» **WHAT YOU NEED TO DO**: Within the records below, reproduce without change the lines from the line that has "Find: a-frame chalkboard sign" through the line that has "Find: information board", and only those.

Entries taken from a collection:
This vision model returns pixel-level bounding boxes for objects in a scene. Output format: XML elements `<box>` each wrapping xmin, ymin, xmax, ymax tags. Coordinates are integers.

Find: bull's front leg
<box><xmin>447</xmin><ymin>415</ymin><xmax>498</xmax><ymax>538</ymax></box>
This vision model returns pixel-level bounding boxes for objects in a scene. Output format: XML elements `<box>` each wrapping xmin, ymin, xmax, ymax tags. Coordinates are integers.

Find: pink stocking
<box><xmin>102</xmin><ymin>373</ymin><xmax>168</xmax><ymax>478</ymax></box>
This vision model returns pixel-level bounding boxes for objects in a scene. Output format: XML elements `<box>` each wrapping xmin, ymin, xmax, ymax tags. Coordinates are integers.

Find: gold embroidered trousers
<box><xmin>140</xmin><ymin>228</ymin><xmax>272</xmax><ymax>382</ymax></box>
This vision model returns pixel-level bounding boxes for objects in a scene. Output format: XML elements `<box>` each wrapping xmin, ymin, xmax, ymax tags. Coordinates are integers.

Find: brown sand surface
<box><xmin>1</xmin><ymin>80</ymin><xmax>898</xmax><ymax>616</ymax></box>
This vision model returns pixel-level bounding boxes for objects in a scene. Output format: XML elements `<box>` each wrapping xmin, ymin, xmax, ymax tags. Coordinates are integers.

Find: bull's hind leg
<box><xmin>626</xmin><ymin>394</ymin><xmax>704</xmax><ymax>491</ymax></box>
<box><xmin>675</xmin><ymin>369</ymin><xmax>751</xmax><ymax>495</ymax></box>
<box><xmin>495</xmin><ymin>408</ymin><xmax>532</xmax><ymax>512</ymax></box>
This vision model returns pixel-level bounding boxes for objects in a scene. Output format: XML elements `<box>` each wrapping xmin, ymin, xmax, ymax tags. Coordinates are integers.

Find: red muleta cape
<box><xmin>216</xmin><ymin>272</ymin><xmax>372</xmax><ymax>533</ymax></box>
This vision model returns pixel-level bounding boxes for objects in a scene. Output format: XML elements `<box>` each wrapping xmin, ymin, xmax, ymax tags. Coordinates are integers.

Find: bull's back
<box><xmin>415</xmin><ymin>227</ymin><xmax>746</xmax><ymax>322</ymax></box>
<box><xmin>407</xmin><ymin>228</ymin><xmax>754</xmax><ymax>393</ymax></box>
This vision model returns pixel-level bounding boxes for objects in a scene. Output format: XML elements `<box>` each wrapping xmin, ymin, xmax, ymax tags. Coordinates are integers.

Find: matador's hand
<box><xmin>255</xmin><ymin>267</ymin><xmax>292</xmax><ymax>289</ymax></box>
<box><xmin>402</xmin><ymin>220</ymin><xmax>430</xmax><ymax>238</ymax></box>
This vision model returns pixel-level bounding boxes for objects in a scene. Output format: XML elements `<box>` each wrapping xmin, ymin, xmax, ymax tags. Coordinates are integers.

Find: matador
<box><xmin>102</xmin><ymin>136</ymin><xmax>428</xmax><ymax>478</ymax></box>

--

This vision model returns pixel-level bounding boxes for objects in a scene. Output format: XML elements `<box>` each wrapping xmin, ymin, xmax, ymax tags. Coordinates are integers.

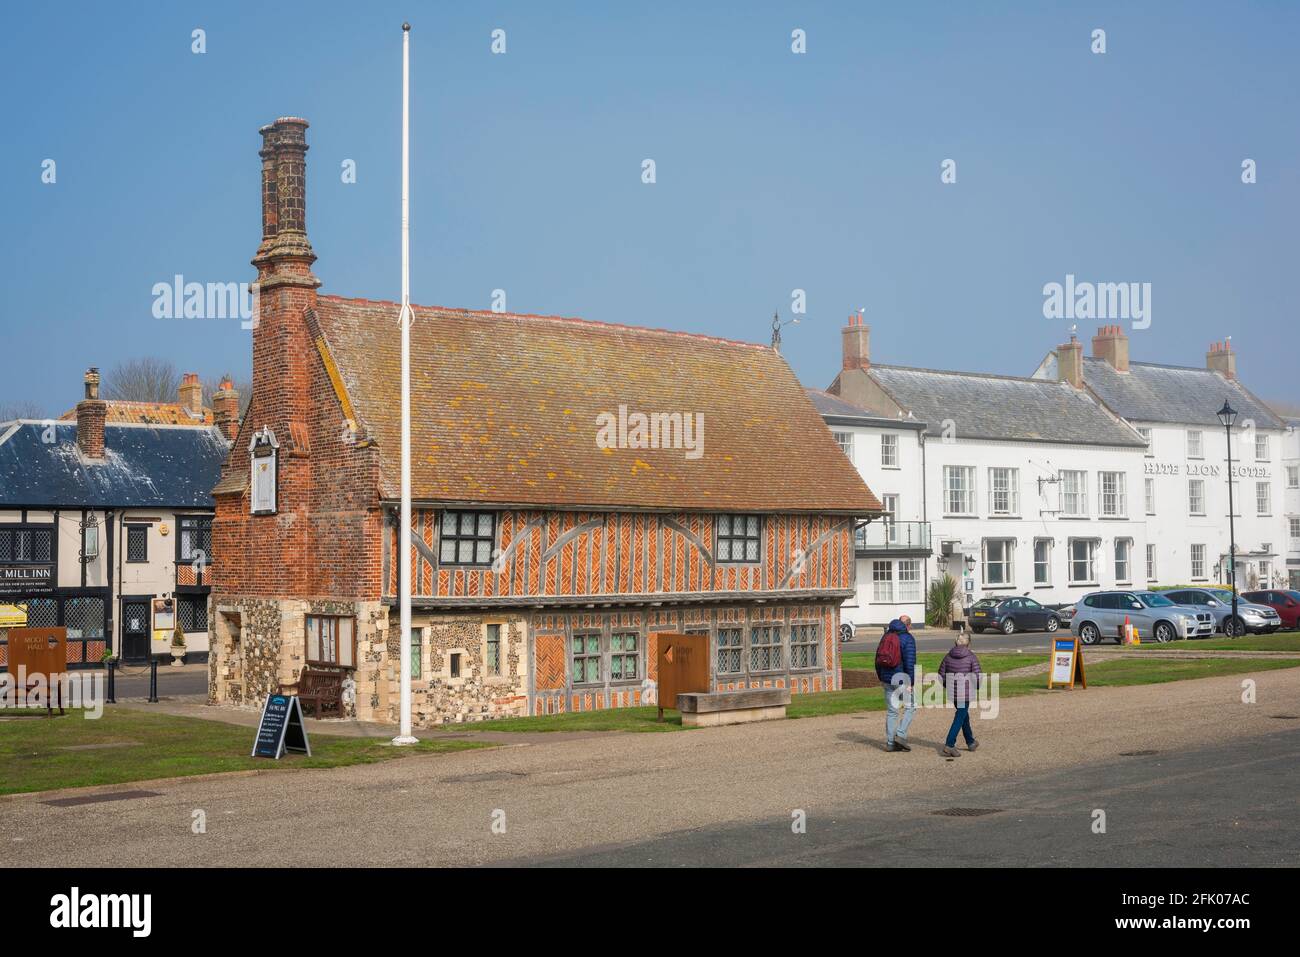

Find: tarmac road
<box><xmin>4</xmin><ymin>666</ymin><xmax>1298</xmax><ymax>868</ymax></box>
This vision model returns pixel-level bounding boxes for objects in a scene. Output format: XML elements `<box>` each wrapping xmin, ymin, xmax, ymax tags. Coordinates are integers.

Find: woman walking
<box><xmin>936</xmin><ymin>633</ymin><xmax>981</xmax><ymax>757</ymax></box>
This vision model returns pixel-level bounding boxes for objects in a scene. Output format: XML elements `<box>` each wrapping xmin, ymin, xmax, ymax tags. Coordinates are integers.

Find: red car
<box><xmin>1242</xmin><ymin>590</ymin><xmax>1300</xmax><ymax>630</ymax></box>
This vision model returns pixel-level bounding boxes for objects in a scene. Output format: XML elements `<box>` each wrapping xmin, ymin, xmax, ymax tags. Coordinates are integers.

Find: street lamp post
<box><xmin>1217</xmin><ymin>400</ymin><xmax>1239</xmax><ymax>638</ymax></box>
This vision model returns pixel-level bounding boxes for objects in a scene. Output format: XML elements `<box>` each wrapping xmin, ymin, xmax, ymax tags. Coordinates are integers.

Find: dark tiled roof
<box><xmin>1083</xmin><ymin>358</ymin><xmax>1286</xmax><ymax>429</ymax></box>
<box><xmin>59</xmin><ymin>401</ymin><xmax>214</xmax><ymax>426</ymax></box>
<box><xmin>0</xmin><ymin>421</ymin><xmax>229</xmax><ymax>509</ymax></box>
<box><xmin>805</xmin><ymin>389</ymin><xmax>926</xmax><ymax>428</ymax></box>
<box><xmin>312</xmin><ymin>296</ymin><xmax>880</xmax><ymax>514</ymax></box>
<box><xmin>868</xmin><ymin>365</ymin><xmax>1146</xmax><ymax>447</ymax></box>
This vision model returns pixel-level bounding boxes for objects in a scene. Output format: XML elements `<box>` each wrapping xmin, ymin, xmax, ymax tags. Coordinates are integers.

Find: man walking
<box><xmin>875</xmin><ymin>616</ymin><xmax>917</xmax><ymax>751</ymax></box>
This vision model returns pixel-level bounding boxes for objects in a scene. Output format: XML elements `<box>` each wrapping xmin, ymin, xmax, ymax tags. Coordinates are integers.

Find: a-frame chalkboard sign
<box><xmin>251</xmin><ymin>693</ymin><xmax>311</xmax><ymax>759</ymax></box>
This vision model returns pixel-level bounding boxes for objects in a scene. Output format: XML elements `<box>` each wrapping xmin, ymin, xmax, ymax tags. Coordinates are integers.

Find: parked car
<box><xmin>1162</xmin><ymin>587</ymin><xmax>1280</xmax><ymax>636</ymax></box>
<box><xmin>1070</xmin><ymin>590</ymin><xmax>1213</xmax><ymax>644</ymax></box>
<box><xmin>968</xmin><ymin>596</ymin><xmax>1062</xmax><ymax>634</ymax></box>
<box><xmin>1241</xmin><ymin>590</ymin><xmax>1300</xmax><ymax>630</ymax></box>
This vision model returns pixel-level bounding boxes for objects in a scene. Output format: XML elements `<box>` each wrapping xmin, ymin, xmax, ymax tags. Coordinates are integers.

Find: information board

» **RESPONSE AREA**:
Find: a-frame chalkboard sign
<box><xmin>251</xmin><ymin>693</ymin><xmax>311</xmax><ymax>759</ymax></box>
This vision model returns pixel-level bounding boxes for objects in a scene. Output format: XML elements `<box>` each wrapping xmin, ymin, xmax, ymax tags. Coordinates are integers.

Find: parked car
<box><xmin>1162</xmin><ymin>587</ymin><xmax>1280</xmax><ymax>636</ymax></box>
<box><xmin>1070</xmin><ymin>590</ymin><xmax>1213</xmax><ymax>644</ymax></box>
<box><xmin>968</xmin><ymin>596</ymin><xmax>1062</xmax><ymax>634</ymax></box>
<box><xmin>1241</xmin><ymin>590</ymin><xmax>1300</xmax><ymax>630</ymax></box>
This vision model returns pixel-level bounding boxes for objects in a scene. Output format: XML elements `<box>` each wrapping xmin, ymin, xmax, ymax tags. Coordinates are integers.

Find: information board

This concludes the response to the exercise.